◆ REQUIREMENTS: Every line of the material is to be repeated exactly as it stands.

◆ DATA SHOWN:
--- BEGIN ---
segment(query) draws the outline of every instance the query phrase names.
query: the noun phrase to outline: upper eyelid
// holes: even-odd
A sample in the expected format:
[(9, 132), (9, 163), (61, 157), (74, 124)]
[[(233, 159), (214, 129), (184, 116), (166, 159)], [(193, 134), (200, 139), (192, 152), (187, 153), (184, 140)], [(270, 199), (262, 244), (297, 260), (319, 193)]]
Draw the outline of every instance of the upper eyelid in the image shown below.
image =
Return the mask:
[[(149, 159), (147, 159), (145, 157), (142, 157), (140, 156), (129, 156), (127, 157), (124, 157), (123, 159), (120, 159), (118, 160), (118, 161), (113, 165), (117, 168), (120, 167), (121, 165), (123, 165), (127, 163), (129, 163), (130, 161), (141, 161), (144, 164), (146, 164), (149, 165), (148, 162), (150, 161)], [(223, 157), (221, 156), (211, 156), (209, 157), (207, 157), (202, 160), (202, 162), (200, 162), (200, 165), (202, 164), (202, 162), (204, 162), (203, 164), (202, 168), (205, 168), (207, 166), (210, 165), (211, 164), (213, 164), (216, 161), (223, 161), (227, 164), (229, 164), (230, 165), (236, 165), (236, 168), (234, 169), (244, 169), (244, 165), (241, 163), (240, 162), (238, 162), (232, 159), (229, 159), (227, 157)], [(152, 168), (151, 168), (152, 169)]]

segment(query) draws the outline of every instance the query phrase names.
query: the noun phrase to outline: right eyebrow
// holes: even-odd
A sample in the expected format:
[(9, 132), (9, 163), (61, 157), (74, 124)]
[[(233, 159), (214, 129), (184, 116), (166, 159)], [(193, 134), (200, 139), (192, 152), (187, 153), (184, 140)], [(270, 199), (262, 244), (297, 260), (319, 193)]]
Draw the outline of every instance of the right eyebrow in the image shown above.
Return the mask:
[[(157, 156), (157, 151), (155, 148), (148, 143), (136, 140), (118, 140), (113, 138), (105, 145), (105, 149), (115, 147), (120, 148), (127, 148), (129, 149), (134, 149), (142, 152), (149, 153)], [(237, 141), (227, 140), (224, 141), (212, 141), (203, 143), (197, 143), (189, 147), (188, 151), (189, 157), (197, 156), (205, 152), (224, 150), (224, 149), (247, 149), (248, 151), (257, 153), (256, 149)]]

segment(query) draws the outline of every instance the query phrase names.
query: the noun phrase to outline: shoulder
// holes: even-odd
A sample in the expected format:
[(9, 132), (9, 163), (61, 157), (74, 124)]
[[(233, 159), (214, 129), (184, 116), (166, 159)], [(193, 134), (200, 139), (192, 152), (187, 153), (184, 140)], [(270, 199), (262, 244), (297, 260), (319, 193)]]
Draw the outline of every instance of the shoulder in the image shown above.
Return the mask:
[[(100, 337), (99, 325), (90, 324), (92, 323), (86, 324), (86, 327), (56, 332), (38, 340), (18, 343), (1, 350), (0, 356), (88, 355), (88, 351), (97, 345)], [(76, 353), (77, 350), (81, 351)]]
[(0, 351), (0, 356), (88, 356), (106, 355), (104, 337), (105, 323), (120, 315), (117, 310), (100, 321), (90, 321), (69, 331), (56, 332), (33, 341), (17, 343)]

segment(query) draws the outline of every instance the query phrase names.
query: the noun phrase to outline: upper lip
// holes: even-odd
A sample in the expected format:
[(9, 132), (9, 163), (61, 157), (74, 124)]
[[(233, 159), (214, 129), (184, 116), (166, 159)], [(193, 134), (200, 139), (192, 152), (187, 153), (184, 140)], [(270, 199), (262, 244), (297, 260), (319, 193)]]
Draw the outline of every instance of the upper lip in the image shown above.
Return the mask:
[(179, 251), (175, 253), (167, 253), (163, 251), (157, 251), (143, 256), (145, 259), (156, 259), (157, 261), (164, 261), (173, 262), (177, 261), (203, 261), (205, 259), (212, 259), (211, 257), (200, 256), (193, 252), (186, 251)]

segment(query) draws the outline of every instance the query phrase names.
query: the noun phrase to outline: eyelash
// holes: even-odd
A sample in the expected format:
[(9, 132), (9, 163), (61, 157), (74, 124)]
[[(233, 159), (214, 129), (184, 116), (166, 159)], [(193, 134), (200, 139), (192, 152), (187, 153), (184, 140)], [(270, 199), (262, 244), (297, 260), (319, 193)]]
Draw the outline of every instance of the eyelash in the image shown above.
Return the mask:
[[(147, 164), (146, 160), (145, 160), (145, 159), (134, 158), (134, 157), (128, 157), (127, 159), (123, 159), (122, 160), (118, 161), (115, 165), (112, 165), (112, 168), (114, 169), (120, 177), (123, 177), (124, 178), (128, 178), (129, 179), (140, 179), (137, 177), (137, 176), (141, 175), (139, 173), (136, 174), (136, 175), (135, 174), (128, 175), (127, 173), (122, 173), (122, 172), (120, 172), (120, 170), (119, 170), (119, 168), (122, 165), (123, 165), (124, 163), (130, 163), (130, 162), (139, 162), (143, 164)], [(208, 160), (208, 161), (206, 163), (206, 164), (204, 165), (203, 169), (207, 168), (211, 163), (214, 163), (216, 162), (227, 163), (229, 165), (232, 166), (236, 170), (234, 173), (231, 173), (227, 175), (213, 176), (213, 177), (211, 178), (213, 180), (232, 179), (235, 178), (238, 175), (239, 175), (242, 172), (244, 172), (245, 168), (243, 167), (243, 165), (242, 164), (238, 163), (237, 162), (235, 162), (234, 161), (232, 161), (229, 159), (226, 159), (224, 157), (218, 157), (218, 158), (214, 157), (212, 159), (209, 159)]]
--- END ---
◆ EXERCISE RESULT:
segment(query) draws the outline of every instance the query phrase names.
query: the noun phrase to outline: upper eyelid
// holes: even-odd
A sample in the expected format:
[(9, 132), (9, 163), (61, 157), (74, 124)]
[[(233, 159), (214, 129), (184, 116), (166, 159)], [(193, 134), (200, 139), (192, 152), (187, 153), (184, 140)], [(270, 199), (262, 244), (297, 260), (319, 193)]]
Draw the outline of every instance of the upper eyelid in the image shown below.
image =
Return the mask:
[[(149, 159), (147, 159), (145, 157), (142, 157), (140, 156), (129, 156), (127, 157), (124, 157), (123, 159), (120, 159), (118, 160), (118, 161), (113, 165), (117, 168), (120, 167), (121, 165), (123, 165), (127, 163), (129, 163), (130, 161), (141, 161), (144, 164), (146, 164), (149, 165), (148, 162), (150, 161)], [(223, 157), (221, 156), (211, 156), (209, 157), (207, 157), (202, 160), (202, 162), (200, 162), (200, 165), (202, 164), (202, 162), (204, 162), (203, 164), (202, 168), (205, 168), (207, 166), (210, 165), (211, 164), (213, 164), (216, 161), (223, 161), (227, 164), (229, 164), (230, 165), (236, 165), (236, 168), (234, 169), (244, 169), (244, 165), (241, 163), (240, 162), (238, 162), (232, 159), (229, 159), (227, 157)], [(152, 168), (151, 168), (152, 169)]]

segment(query) draws the outline of every instance the query phrase names.
query: the noun phrase to outline: right eyebrow
// holes: even-odd
A sample in the expected format:
[(9, 132), (9, 163), (61, 157), (74, 124)]
[[(233, 159), (214, 129), (184, 116), (166, 159)], [(193, 134), (200, 139), (192, 152), (187, 153), (184, 140)], [(270, 199), (262, 244), (297, 260), (319, 193)]]
Draw the outline of every instance of the right eyebrow in the image shown above.
Return the mask:
[[(157, 156), (157, 151), (155, 148), (148, 143), (136, 140), (118, 140), (113, 138), (105, 145), (105, 149), (115, 147), (120, 148), (127, 148), (129, 149), (134, 149), (142, 152), (149, 153)], [(237, 141), (227, 140), (224, 141), (212, 141), (203, 143), (197, 143), (189, 147), (188, 151), (189, 157), (197, 156), (205, 152), (224, 150), (224, 149), (247, 149), (248, 151), (257, 153), (256, 149)]]

segment(query) draws the outline of every instance the query phrase names.
query: the noun phrase to outline: shoulder
// holes: even-odd
A sample in the expected format:
[(9, 132), (9, 163), (61, 157), (74, 124)]
[[(233, 159), (214, 129), (184, 116), (166, 159)], [(193, 134), (200, 139), (192, 152), (187, 153), (184, 140)], [(270, 199), (262, 244), (297, 260), (319, 193)]]
Draw the outline of every instance of the shoulder in the image shown above.
Return the mask:
[[(100, 337), (99, 325), (90, 324), (92, 323), (86, 324), (86, 327), (56, 332), (38, 340), (18, 343), (1, 350), (0, 356), (88, 355), (88, 351), (97, 345)], [(76, 353), (77, 350), (81, 351)]]
[(0, 351), (0, 356), (88, 356), (106, 355), (104, 337), (105, 323), (120, 315), (117, 310), (100, 321), (90, 321), (69, 331), (56, 332), (33, 341), (17, 343)]

segment(query) draws the outline of every instance the query phrase names.
query: the noun phrase to outline: upper lip
// holes: even-odd
A sample in the expected format:
[(9, 132), (9, 163), (61, 157), (74, 124)]
[[(233, 159), (214, 129), (184, 116), (166, 159)], [(193, 134), (200, 139), (192, 152), (187, 153), (184, 140)], [(270, 199), (262, 244), (297, 260), (319, 193)]]
Draw the outline of every instance of the upper lip in the image shown above.
Return the mask:
[(179, 251), (175, 253), (167, 253), (163, 251), (157, 251), (143, 256), (145, 259), (156, 259), (157, 261), (164, 261), (173, 262), (177, 261), (203, 261), (205, 259), (212, 259), (211, 257), (200, 256), (193, 252), (186, 251)]

segment(query) draws the outline of every instance the query phrase names.
query: the noun phrase to outline: eyelash
// holes: even-odd
A sample in the expected format:
[(9, 132), (9, 163), (61, 157), (74, 124)]
[[(233, 159), (214, 129), (184, 116), (166, 159)], [(193, 134), (200, 139), (192, 152), (187, 153), (184, 140)], [(270, 199), (262, 244), (297, 260), (319, 193)]]
Draw the outline of every instance of the eyelash in the image shown above.
Return the mask:
[[(147, 164), (146, 160), (145, 160), (145, 159), (134, 158), (134, 157), (128, 157), (127, 159), (123, 159), (122, 160), (118, 161), (115, 165), (112, 165), (112, 168), (114, 169), (120, 177), (123, 177), (124, 178), (128, 178), (129, 179), (140, 179), (137, 177), (137, 176), (141, 175), (139, 173), (136, 174), (136, 175), (135, 174), (128, 175), (127, 173), (122, 173), (122, 172), (120, 172), (120, 170), (119, 170), (119, 168), (122, 165), (123, 165), (124, 163), (130, 163), (130, 162), (139, 162), (143, 164)], [(208, 160), (208, 161), (206, 163), (206, 164), (204, 165), (203, 169), (207, 168), (211, 163), (214, 163), (216, 162), (227, 163), (229, 165), (232, 166), (236, 170), (234, 173), (231, 173), (227, 175), (213, 176), (213, 177), (211, 178), (213, 180), (232, 179), (235, 178), (238, 175), (239, 175), (242, 172), (244, 172), (245, 168), (243, 167), (243, 165), (242, 164), (238, 163), (237, 162), (235, 162), (234, 161), (232, 161), (229, 159), (226, 159), (224, 157), (218, 157), (218, 158), (214, 157), (212, 159), (209, 159)]]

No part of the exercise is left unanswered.